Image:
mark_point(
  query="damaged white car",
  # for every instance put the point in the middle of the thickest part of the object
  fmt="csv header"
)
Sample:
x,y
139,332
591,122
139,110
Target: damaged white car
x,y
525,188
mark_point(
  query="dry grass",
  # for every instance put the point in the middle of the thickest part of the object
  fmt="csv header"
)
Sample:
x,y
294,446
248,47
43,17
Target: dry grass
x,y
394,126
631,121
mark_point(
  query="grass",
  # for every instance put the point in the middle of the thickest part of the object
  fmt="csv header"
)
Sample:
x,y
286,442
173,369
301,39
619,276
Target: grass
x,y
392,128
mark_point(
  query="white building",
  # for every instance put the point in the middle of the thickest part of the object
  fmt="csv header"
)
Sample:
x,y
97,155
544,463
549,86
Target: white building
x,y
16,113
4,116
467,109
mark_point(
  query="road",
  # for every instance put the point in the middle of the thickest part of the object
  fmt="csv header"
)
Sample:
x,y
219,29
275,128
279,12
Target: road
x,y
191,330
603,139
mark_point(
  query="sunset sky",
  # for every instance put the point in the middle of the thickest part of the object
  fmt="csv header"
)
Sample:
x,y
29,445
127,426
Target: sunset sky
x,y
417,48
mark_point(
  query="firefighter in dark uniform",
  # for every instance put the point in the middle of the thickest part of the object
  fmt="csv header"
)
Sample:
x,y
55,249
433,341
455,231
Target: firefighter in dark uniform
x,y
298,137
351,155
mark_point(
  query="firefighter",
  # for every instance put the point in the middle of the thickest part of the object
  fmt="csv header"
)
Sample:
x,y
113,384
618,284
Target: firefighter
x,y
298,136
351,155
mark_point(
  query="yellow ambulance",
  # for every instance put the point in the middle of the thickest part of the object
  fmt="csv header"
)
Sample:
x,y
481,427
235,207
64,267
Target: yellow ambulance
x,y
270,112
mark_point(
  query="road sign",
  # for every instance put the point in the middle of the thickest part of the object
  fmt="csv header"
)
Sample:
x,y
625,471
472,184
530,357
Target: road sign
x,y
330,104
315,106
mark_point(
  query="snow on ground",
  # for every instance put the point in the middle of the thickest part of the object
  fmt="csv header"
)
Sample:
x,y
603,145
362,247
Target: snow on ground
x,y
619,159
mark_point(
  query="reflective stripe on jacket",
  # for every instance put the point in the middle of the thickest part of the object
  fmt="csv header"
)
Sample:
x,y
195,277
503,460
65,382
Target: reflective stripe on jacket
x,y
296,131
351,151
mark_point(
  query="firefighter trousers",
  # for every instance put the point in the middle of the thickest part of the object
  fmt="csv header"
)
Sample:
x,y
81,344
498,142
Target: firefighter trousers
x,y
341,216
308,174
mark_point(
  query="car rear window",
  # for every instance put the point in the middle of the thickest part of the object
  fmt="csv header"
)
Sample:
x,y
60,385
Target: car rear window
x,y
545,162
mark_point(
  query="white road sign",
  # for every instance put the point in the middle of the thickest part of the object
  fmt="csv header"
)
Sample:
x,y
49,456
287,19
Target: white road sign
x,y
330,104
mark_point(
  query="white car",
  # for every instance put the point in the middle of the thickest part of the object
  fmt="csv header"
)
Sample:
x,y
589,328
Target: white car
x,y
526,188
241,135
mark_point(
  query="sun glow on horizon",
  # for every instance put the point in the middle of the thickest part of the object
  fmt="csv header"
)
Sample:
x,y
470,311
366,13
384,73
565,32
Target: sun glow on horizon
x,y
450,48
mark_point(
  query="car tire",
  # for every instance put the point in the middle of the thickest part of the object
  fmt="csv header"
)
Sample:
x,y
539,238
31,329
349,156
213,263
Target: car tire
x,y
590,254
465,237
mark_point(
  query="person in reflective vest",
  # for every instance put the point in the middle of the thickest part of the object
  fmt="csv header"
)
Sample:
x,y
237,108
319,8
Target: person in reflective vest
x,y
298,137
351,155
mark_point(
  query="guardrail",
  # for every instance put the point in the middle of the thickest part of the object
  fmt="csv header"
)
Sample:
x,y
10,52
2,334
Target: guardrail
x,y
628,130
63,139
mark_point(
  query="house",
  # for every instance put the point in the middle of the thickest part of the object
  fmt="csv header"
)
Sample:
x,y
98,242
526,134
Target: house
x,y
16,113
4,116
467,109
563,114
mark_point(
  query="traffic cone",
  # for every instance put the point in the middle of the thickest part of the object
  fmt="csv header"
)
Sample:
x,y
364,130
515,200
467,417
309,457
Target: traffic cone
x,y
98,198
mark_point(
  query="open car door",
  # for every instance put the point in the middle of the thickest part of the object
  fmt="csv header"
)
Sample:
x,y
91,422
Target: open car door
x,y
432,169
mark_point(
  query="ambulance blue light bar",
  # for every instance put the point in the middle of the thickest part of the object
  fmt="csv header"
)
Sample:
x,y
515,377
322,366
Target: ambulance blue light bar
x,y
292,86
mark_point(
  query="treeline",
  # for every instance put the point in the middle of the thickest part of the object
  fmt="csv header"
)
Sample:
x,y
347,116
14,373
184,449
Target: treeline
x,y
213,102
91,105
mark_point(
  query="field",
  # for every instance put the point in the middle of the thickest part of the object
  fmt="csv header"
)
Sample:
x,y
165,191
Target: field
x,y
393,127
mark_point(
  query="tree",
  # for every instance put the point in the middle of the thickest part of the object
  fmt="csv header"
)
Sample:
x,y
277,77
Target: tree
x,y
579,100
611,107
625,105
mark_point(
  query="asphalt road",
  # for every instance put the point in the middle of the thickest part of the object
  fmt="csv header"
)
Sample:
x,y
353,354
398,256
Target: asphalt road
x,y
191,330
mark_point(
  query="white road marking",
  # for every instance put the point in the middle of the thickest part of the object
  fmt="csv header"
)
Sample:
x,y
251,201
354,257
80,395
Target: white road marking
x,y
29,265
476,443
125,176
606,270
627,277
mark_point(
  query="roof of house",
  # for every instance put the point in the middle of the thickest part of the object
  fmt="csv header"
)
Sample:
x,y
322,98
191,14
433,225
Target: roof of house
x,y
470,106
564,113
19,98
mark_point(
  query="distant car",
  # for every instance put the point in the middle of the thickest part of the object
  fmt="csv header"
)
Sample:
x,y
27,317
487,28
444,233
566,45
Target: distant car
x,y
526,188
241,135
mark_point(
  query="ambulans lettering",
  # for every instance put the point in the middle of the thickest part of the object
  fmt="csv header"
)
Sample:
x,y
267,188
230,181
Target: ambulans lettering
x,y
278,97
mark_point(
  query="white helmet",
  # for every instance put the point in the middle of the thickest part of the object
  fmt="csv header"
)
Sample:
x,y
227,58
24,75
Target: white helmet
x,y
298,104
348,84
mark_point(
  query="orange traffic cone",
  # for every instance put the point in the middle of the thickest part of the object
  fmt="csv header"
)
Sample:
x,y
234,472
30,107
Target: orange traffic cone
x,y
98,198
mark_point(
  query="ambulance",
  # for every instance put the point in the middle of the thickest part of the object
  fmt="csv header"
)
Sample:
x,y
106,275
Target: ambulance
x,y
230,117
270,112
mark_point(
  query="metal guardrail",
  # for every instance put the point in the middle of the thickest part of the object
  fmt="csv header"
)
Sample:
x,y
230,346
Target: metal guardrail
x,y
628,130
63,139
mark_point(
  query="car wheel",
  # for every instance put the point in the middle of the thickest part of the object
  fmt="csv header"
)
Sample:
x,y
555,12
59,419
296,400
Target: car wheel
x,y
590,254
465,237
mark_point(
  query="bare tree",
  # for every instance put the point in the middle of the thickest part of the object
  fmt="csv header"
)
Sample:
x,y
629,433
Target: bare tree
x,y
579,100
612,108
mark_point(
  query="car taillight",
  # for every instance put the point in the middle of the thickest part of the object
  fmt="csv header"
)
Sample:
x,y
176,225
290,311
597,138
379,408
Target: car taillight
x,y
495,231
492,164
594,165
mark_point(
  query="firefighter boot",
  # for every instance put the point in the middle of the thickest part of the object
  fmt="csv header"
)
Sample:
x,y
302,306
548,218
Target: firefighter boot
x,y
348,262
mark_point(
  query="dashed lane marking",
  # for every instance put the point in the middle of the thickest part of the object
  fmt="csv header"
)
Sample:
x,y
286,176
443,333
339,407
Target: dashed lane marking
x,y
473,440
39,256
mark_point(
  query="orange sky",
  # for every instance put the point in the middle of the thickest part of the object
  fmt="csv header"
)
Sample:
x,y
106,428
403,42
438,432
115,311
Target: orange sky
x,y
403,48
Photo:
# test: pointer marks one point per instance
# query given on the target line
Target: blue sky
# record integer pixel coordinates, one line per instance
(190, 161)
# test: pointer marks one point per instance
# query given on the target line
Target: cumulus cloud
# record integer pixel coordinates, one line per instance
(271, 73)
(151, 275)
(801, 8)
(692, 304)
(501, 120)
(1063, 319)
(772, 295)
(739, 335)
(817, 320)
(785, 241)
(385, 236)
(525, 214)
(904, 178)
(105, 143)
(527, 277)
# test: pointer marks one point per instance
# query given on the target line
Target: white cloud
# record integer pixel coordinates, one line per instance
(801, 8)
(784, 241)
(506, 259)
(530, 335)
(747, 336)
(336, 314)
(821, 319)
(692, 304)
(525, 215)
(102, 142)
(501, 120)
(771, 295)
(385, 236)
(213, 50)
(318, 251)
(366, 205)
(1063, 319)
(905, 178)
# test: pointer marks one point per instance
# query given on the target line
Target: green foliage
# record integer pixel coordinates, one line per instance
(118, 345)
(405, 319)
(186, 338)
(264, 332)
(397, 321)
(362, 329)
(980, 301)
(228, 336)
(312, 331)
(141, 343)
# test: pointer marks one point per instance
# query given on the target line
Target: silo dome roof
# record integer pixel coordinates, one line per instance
^^^^
Look over the listing above. Pick out and copy every line that includes "cloud".

Solved exercise:
Target: cumulus cloud
Target: white cloud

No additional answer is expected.